PASSAGE PROVIDED below:

In my case, awareness of evolutionary psychology has made me more skeptical of morality, of “should” as a moral command. I know whatever else is going on that I feel most of my “shoulds” because my ancestors who didn’t were not as successful at reproducing as my ancestors who didn’t. If aliens enslaved us and set about efficiently breeding us to meet their purposes, we would not likely internalize their goals as our goals. Until they managed to selectively breed that tendency in to us. So instead of aliens, we have been enslaved by a mindless natural selection, why internalize its goals?
I am less likely to feel depressed or guilty about percieved lack of success. This constant striving is a feature that natural selection likes, but it sorta sucks for the individual. Sure, you drive yourself mercilessly and you get more done and in the past that was the difference between almost surviving and thriving. But if I can survive without that grinding internal demand to do better, I’ll shut the damn thing off with medication and be personally better off for it.
Its extremely interesting to contemplate whether what makes you different is a feature or a bug. Is it something natural selection would be “wise” (in its mindless way) to include in future generations, or is it, as is much more likely statistically, something that reduces human’s fitness if generalized?
We know from the selfish gene and the moral animal that human social connection is a primary driver of our fitness ( a lone human or pair of humans is not a successful animal in the wild). Much, perhaps all of what we call morality has to do with internalized rules for how to interact with other humans. Knowing these evolved, I consider it educational to contemplate how the various rules helped us survive. How did they improve cooperation, or at least the kind of cooperation that was useful?
Natural selection is dumb, there is no reason to think it is looking for a “uniform” human genome which is optimized for survival if replicated. Indeed, we have the obvious man-woman split. Maybe other variations are features of the survival of the whole of us (and therefore the survival of our selfish genes). Maybe we need a few sociopaths to run big companies and countries without the survival-sapping restraints that the rest of us, who make great followers and cannon fodder, have. Maybe the optimum physicist, general, politician, and businessman really are genetically different from each other, and a human genome which becomes too homogeneous will be out-competed by groups of humans that stay more varied.

End of PASSAGE PROVIDED.
RECORDS PROVIDED below:

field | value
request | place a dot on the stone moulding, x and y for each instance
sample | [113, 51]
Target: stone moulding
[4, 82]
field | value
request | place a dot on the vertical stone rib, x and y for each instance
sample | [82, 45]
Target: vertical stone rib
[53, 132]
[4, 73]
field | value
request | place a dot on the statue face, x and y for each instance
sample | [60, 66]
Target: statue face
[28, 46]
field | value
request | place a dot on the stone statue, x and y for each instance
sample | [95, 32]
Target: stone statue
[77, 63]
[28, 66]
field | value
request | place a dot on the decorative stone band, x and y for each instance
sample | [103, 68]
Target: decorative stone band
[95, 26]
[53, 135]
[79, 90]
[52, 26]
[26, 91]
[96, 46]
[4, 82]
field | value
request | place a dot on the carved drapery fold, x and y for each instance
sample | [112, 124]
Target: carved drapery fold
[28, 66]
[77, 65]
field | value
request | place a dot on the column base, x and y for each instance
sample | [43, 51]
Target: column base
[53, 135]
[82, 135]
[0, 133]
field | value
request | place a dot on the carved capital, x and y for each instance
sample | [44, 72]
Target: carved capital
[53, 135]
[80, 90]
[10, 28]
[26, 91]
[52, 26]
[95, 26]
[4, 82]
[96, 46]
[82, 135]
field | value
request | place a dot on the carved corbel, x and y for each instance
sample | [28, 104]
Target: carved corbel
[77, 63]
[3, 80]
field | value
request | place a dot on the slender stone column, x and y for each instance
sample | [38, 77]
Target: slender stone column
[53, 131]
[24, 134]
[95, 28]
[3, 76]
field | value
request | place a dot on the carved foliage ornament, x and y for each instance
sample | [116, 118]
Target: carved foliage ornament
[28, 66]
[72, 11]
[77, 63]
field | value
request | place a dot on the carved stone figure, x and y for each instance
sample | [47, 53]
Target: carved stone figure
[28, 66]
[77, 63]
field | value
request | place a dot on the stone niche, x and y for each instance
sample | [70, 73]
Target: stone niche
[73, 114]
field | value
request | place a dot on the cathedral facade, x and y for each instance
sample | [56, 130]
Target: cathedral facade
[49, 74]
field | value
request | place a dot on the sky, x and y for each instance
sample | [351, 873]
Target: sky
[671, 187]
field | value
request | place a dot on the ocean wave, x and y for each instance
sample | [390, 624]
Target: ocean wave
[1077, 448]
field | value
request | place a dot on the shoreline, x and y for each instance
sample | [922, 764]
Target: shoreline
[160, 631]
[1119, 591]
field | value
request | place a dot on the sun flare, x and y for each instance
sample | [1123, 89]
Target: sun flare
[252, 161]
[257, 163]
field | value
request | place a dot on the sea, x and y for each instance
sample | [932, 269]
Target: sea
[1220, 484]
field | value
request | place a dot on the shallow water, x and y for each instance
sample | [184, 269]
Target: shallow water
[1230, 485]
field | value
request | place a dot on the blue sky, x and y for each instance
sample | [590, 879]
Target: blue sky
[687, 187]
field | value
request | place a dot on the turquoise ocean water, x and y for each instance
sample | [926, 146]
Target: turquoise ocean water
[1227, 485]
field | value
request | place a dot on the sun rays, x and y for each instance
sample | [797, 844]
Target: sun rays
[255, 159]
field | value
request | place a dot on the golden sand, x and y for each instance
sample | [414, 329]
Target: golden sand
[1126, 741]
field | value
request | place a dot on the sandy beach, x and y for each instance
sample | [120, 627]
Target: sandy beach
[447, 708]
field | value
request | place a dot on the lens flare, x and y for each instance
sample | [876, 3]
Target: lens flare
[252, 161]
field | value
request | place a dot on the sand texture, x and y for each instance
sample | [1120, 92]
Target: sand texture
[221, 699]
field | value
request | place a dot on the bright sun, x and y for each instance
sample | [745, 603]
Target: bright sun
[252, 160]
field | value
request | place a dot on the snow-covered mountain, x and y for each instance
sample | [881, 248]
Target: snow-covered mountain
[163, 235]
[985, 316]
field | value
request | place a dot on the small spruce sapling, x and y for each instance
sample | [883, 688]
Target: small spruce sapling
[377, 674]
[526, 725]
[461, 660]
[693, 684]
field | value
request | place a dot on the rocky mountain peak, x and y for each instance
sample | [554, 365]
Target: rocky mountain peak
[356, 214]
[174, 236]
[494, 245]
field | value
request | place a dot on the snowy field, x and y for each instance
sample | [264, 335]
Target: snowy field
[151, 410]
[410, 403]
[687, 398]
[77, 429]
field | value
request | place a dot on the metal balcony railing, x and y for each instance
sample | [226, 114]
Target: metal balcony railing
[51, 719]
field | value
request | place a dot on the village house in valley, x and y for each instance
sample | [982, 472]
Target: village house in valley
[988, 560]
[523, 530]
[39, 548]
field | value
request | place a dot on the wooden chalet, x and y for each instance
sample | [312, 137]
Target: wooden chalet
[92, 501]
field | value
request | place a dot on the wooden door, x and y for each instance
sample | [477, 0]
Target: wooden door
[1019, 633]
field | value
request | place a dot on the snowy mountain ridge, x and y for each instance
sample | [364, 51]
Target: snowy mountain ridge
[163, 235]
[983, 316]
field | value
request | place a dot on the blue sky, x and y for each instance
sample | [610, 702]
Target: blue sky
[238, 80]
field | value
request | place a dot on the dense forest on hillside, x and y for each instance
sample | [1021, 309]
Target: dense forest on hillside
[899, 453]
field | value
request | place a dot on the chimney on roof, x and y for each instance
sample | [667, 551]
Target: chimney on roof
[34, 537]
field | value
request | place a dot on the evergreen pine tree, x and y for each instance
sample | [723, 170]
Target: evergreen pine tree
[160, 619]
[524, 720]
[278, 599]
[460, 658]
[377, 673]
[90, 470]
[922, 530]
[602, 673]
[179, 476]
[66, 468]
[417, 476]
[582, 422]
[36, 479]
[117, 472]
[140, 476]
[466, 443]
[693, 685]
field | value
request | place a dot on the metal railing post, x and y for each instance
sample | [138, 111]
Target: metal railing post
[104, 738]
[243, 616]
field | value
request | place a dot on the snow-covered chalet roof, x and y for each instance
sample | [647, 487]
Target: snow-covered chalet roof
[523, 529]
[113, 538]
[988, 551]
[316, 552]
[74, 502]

End of RECORDS PROVIDED.

» **WHAT THIS TASK INVOLVES**: Output verbatim the portion of the passage on evolutionary psychology and morality starting at "I am less likely" and ending at "off for it.".

» **ANSWER SPACE**:
I am less likely to feel depressed or guilty about percieved lack of success. This constant striving is a feature that natural selection likes, but it sorta sucks for the individual. Sure, you drive yourself mercilessly and you get more done and in the past that was the difference between almost surviving and thriving. But if I can survive without that grinding internal demand to do better, I’ll shut the damn thing off with medication and be personally better off for it.